* _WORK INSTRUCTIONS_: Rewrite every one of the entries below, putting "gets a point" in place of each occurrence of "earns a point" and leaving everything else unchanged.

* _DATA SUPPLIED_:

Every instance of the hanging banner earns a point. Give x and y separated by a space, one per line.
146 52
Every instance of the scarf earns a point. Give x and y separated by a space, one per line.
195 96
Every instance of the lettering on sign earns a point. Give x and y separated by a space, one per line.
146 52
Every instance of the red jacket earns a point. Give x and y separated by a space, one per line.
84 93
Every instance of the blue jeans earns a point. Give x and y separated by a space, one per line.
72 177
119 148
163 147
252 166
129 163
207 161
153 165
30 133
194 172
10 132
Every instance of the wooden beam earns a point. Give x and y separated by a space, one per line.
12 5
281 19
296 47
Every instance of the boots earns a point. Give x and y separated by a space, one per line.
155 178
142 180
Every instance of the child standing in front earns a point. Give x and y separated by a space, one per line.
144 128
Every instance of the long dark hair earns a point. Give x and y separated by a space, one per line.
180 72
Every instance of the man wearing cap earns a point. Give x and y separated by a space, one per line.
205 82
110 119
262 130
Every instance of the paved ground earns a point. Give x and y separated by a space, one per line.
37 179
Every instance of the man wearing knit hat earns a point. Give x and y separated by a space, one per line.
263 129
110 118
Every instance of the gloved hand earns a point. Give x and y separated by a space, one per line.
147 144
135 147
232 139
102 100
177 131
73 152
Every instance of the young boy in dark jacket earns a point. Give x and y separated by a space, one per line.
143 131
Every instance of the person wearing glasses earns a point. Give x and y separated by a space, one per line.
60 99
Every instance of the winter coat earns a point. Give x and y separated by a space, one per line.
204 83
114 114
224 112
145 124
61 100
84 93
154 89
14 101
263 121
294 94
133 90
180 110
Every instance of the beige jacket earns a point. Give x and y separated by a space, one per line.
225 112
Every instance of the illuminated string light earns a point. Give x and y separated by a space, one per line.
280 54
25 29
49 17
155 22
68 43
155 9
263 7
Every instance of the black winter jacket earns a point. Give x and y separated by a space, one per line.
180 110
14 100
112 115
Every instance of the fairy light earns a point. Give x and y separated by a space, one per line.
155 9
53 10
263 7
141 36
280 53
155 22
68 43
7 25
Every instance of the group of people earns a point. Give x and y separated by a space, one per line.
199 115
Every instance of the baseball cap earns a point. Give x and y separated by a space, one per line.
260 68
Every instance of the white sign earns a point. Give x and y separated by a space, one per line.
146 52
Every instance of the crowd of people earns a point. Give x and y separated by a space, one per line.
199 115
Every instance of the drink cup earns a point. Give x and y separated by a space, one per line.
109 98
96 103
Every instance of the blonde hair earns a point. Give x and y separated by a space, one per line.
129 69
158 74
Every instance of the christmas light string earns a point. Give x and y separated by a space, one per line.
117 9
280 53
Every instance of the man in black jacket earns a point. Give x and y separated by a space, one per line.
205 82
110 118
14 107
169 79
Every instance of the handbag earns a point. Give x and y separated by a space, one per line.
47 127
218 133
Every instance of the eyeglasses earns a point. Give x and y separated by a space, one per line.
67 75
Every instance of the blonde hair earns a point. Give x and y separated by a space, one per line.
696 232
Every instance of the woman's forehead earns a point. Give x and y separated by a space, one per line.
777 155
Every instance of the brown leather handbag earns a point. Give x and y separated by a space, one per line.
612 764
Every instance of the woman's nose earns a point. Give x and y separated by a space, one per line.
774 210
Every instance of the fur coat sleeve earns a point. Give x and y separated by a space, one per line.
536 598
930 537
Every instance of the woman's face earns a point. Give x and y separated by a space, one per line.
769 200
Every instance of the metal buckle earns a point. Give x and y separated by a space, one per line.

* _THE REPLY_:
Every instance of the hanging banner gets a point. Give x and y separated by a space, one per line.
146 52
Every instance of the scarf gets a point. Give x and y separated by a space, one per line.
195 96
Every instance of the lettering on sign gets a point. Give x and y separated by a space, one per line.
146 52
Every instance of the red jacket gets a point. Give x and y separated by a space, one per line.
84 93
Every instance of the blue jeans gets a point. Give x and y separated by a space, one per line.
72 177
119 148
163 147
252 166
129 163
207 161
153 165
30 133
194 172
10 132
Every instance of the wooden beam gets a point. Give x and y separated by a space, one per line.
12 5
281 19
296 47
Every instance of the boots gets a point. Give x and y separated by a space, one per line.
155 178
142 180
Every instance of the child standing in front gets a point. Give x and y separated by a space, one per line.
144 128
Every instance of the long dark hair gets a point. Give x and y separated by a space, one per line.
180 72
Every instance of the man wearing cap gets a point. Give x and y separated by a space, one per line.
205 82
110 119
262 130
Every instance of the paved ground gets a point. Give x and y separated by a space, one per line.
37 179
Every instance of the man wearing knit hat gets a point. Give x and y separated by a space, one per line.
263 129
110 118
Every instance of the gloved hand gets a point. Give x and y separated by a space, one per line.
147 144
135 147
232 139
102 100
177 131
73 152
Every instance of the young boy in dark jacket gets a point. Give x and y separated by a space, one per line.
143 131
Every instance of the person wearing glasses gets a point. Give x and y separated by a space, one per line.
60 99
Every instance of the winter coat gets a point. Give x and y separated by a space, one per line.
204 83
114 114
224 112
145 124
61 100
84 93
154 89
14 101
263 121
294 94
133 90
180 110
Every instance of the beige jacket gets a point. Give x and y separated by a space, one per line.
225 112
Every instance of the illuminated string light gets a point. Give x and y separated by a space, one per line.
280 54
25 29
49 17
155 22
68 43
155 9
263 7
Every instance of the black winter jacket gets a point. Give x and y separated by a space, one per line.
180 110
14 100
112 115
Every instance of the fairy light gets a point. Give x and y separated by a space, one per line.
155 9
53 10
263 7
141 36
280 53
155 22
68 43
7 25
Every instance of the group of people gets a point. Give x and y separated by a space, one per line.
199 115
Every instance of the baseball cap gets a point. Give x and y separated by a space, one per line.
260 68
Every instance of the white sign gets a point. Give x and y separated by a space, one per line.
146 52
Every instance of the crowd of people gets a point. Give x and y separated by a space, one per line.
199 115
Every instance of the drink cup gets a point. Give x and y separated by a space, one per line.
109 98
96 103
Every instance of the blonde hair gets a point. Give x and y separated by a space, one per line.
129 69
158 74
Every instance of the christmas light string gets a point. Give x and y separated by a space, one per line.
117 9
280 53
Every instance of the man in black jacket gets a point. Give x and y separated by a space, one per line.
205 82
110 118
14 107
169 79
Every instance of the handbag gets a point. Give x and y separated by a space, one per line.
47 127
218 133
Every instance of the eyeglasses gets a point. Give x and y separated by a space, one per line.
67 75
Every instance of the blonde hair gets a point. Give x and y separated by a space, one per line.
696 232
Every instance of the woman's forehead gets a point. Give x and y separated by a space, one per line.
777 155
Every instance of the brown leather handbag gets a point. Give x and y separated by a space, one per line.
612 764
Every instance of the woman's nose gets a point. Give x and y separated by a space, one per line.
774 210
Every instance of the fur coat sleeve gets a point. Give x and y separated by a space, one per line.
536 598
930 537
Every instance of the woman's face gets a point. Give x and y separated by a space, one per line.
769 200
Every instance of the metal buckle gets a point. Give x and y separated by a space, one per line.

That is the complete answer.